The Independent Television Commission handed down one of the most damning verdicts it has ever reached: the programme makers “distorted by selective editing” the views of the interviewees and “misled” them about the “content and purpose of the programmes when they agreed to take part.” Channel 4 was forced to make a humiliating prime time apology. After the series was broadcast, I discovered that the assistant producer and several of its interviewees worked for the right-wing libertarian magazine masquerading as “Living Marxism”, which has just been successfully sued by ITN. All the arguments Against Nature made had been rehearsed in LM.
So what do you do with a director with a record like this, who has brought your channel into disrepute, who has misled both his contributors and his audience? If you are Michael Jackson, the head of Channel 4, you commission him to make more programmes.
On Monday, Channel 4 will broadcast a 90-minute Equinox programme about genetic engineering, made by Martin Durkin and called, appropriately enough, “Modified Truth”. Already it appears that the programme-making has suffered from Mr Durkin’s characteristic approach. “I feel completely betrayed and misled”, reports Dr Mae-Wan Ho, a geneticist Durkin interviewed. “They did not tell me it was going to be an attack on my position.”
Neither Martin Durkin nor, extraordinarily, Charles Furneaux, the commissioning editor of the science series Equinox, has a science background. They don’t need one, for science on Channel 4 has been reduced to a crude manifesto for corporate libertarianism.
When Michael Jackson arrived at Channel 4, he cancelled a series called Global Raiders, on which a quarter of a million pounds had already been spent. It would have examined the adverse impacts of big business around the world. Since 1989, according to the research group 3WE, Channel 4 has reduced its international factual output by 56 per cent. Holiday programmes have boomed, but “ecological programming now appears to be virtually extinct”.
The station, in other words, is censoring not just a few ideas, but entire subject areas. Serious coverage of science, the environment, the developing world and, above all, abuses of corporate power, has been all but stamped out. The Mark Thomas Comedy Product is a glowing exception, but I suspect it is allowed on air only because it makes people laugh.
Perhaps intellectual honesty is too fusty, too boring, for the chic, post-modern Channel 4. But perhaps there is something else at work, perhaps we should question whether senior staff have come to identify themselves with the companies providing their revenues, and are, as a result, seeking to modify the truth. If so, then it is hardly surprising that they have handed so much work to a charlatan.

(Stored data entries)
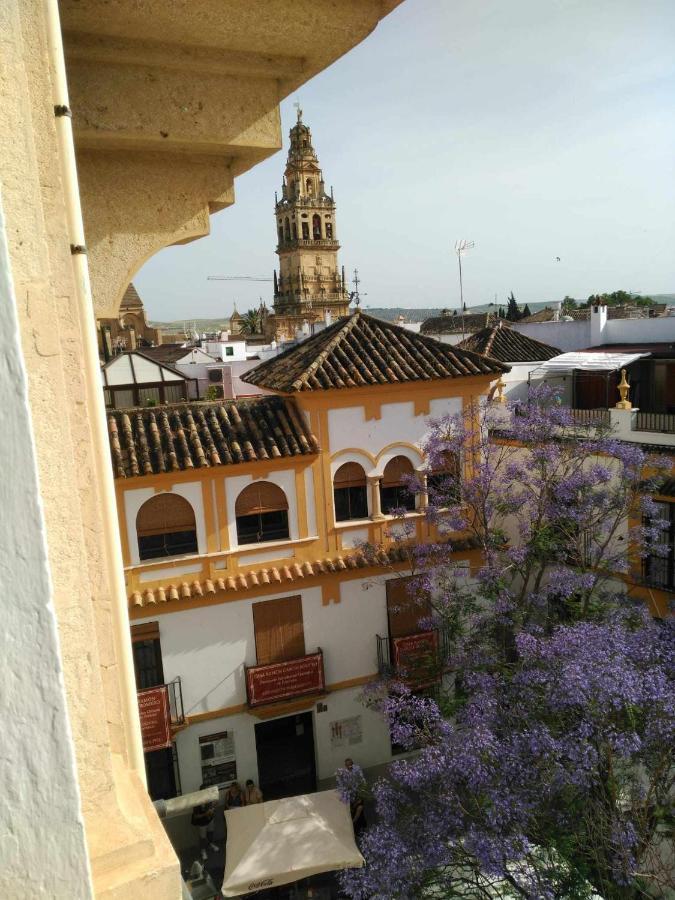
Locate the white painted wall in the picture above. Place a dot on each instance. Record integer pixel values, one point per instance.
(566, 336)
(349, 429)
(579, 335)
(208, 648)
(42, 846)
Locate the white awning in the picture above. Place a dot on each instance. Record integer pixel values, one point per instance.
(566, 363)
(282, 841)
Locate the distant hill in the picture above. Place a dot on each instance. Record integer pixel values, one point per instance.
(388, 313)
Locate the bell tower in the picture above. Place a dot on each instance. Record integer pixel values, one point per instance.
(309, 283)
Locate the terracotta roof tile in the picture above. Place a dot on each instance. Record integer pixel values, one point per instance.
(178, 437)
(508, 345)
(362, 350)
(194, 590)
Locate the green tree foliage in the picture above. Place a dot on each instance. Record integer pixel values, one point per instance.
(569, 304)
(619, 298)
(250, 322)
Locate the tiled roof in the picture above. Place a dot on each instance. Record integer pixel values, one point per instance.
(360, 350)
(281, 574)
(613, 312)
(548, 314)
(453, 324)
(508, 345)
(193, 436)
(130, 298)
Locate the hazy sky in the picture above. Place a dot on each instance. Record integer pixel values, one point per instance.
(536, 128)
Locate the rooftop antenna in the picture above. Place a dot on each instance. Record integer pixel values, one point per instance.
(461, 247)
(354, 295)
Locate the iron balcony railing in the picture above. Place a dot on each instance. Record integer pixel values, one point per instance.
(662, 423)
(590, 416)
(175, 694)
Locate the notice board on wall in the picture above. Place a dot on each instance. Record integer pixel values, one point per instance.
(153, 710)
(218, 758)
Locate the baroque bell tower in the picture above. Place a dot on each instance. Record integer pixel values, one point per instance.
(309, 284)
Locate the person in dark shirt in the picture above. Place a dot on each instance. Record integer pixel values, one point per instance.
(234, 796)
(202, 819)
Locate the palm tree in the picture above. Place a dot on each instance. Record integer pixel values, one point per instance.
(250, 322)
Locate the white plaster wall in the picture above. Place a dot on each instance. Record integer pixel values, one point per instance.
(311, 500)
(235, 485)
(349, 429)
(135, 498)
(374, 749)
(208, 648)
(567, 336)
(353, 537)
(42, 845)
(631, 331)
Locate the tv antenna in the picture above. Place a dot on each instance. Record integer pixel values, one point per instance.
(355, 295)
(461, 247)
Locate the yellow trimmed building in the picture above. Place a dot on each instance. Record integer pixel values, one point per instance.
(243, 526)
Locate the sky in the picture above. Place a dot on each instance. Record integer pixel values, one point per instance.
(536, 128)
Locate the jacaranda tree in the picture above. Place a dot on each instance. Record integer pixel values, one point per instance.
(546, 768)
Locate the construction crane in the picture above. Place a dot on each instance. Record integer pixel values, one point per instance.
(237, 278)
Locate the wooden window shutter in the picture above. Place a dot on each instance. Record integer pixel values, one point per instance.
(165, 513)
(260, 497)
(279, 632)
(350, 475)
(403, 609)
(449, 465)
(396, 471)
(148, 631)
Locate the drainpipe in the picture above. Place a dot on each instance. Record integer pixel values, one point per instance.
(94, 393)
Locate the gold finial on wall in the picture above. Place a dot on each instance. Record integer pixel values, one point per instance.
(623, 387)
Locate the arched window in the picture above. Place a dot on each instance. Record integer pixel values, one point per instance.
(394, 491)
(443, 483)
(165, 526)
(261, 511)
(350, 493)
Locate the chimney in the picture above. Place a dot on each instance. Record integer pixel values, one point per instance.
(598, 323)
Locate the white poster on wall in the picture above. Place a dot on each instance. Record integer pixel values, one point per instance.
(346, 732)
(219, 764)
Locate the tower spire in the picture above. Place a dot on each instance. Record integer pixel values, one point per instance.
(310, 283)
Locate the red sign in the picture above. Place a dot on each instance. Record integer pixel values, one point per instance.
(417, 655)
(280, 681)
(153, 708)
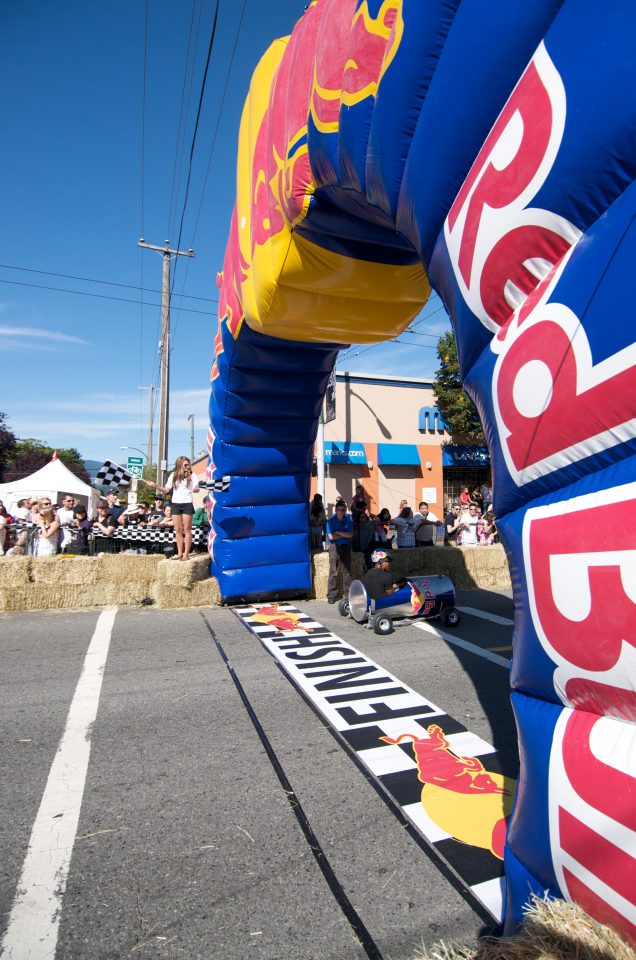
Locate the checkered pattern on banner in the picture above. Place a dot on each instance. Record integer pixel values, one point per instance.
(112, 475)
(447, 781)
(222, 485)
(151, 534)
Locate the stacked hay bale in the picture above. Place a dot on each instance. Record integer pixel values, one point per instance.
(15, 582)
(186, 584)
(552, 930)
(110, 580)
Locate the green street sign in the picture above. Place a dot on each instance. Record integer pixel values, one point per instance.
(135, 466)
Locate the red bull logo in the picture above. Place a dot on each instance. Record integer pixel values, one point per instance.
(228, 283)
(464, 799)
(422, 600)
(366, 52)
(502, 247)
(274, 616)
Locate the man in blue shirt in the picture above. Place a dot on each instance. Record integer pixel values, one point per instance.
(339, 536)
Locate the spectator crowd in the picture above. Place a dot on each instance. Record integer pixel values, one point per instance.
(469, 522)
(44, 529)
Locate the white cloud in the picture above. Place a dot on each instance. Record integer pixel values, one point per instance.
(35, 338)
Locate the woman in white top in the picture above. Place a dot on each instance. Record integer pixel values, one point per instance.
(182, 485)
(47, 539)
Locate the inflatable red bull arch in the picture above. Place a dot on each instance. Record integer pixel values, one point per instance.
(487, 151)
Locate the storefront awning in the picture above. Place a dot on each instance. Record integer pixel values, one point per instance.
(455, 456)
(405, 454)
(343, 451)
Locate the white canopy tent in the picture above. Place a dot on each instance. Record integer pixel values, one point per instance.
(52, 480)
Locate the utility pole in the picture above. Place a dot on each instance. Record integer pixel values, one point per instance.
(152, 389)
(191, 422)
(164, 387)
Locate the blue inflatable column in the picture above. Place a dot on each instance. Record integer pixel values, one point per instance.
(264, 412)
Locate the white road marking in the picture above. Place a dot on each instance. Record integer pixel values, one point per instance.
(35, 916)
(493, 617)
(464, 644)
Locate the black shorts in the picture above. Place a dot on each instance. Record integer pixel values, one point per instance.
(179, 509)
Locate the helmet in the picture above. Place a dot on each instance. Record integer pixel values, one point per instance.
(378, 555)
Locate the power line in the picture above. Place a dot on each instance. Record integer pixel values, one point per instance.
(143, 157)
(212, 148)
(100, 296)
(107, 283)
(194, 134)
(177, 153)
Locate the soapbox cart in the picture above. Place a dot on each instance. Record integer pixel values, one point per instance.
(420, 598)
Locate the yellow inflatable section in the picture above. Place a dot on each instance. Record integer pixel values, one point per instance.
(291, 288)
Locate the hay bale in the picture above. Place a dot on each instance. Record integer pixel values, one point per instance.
(201, 593)
(46, 596)
(551, 930)
(121, 567)
(184, 573)
(64, 571)
(15, 571)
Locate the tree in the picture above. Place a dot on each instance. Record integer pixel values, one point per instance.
(30, 455)
(459, 412)
(7, 444)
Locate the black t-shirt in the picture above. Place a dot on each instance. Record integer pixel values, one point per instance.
(377, 582)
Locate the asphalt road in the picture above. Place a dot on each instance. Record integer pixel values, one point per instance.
(186, 843)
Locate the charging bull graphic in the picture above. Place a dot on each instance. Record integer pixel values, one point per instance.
(388, 147)
(459, 794)
(272, 616)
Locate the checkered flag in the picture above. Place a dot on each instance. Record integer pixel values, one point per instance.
(112, 476)
(217, 486)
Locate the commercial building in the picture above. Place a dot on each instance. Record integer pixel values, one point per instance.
(389, 436)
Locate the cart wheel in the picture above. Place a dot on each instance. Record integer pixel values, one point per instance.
(382, 624)
(343, 607)
(450, 616)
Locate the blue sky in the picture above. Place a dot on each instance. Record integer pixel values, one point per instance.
(72, 212)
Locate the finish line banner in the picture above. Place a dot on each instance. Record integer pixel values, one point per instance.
(446, 780)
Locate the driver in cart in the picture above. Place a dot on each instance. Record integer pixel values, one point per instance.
(378, 581)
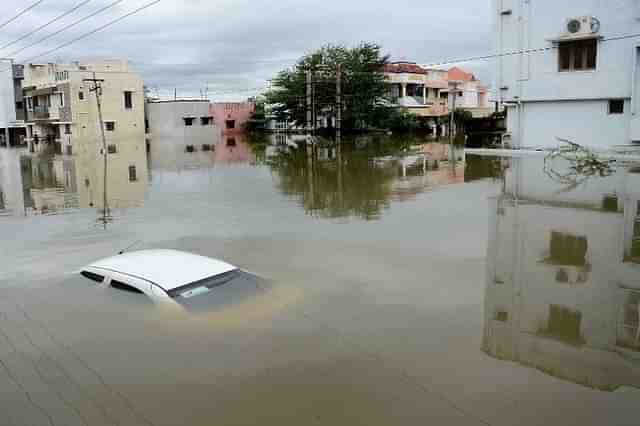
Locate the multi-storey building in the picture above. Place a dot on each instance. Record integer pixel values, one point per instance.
(12, 127)
(562, 292)
(430, 92)
(62, 118)
(569, 70)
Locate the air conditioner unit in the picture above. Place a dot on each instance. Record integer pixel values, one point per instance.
(583, 25)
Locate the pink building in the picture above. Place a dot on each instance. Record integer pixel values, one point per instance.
(231, 117)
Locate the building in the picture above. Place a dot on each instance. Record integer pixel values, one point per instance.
(562, 290)
(472, 95)
(62, 119)
(232, 116)
(577, 84)
(418, 90)
(430, 93)
(184, 122)
(12, 127)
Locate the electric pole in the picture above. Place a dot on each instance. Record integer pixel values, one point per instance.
(339, 104)
(97, 89)
(309, 102)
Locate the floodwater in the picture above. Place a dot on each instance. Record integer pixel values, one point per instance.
(408, 285)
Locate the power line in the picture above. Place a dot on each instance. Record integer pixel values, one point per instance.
(73, 24)
(100, 28)
(4, 24)
(41, 27)
(520, 52)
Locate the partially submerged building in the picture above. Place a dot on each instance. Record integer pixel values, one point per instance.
(562, 290)
(183, 122)
(567, 70)
(12, 113)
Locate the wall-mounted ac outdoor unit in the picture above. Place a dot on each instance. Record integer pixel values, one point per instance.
(583, 25)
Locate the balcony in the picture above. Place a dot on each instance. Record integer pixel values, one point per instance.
(43, 112)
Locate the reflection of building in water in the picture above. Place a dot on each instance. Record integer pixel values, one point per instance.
(44, 184)
(563, 289)
(233, 149)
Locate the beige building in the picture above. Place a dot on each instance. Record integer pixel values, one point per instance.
(62, 119)
(429, 92)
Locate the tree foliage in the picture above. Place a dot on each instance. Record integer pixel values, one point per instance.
(363, 85)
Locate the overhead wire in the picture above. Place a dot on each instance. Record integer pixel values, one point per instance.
(71, 25)
(43, 26)
(7, 22)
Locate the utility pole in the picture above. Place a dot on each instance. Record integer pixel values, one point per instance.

> **PROBLEMS TO WORK ON**:
(a) In the piece on Channel 4, update everything from "On Monday, Channel" down to "for corporate libertarianism." and write it out again with "Equinox" changed to "Horizon".
(b) According to the piece on Channel 4, how much had already been spent on Global Raiders when Michael Jackson cancelled it?

> **SOLUTIONS BY TASK**:
(a)
On Monday, Channel 4 will broadcast a 90-minute Horizon programme about genetic engineering, made by Martin Durkin and called, appropriately enough, “Modified Truth”. Already it appears that the programme-making has suffered from Mr Durkin’s characteristic approach. “I feel completely betrayed and misled”, reports Dr Mae-Wan Ho, a geneticist Durkin interviewed. “They did not tell me it was going to be an attack on my position.”
Neither Martin Durkin nor, extraordinarily, Charles Furneaux, the commissioning editor of the science series Horizon, has a science background. They don’t need one, for science on Channel 4 has been reduced to a crude manifesto for corporate libertarianism.

(b) A quarter of a million pounds.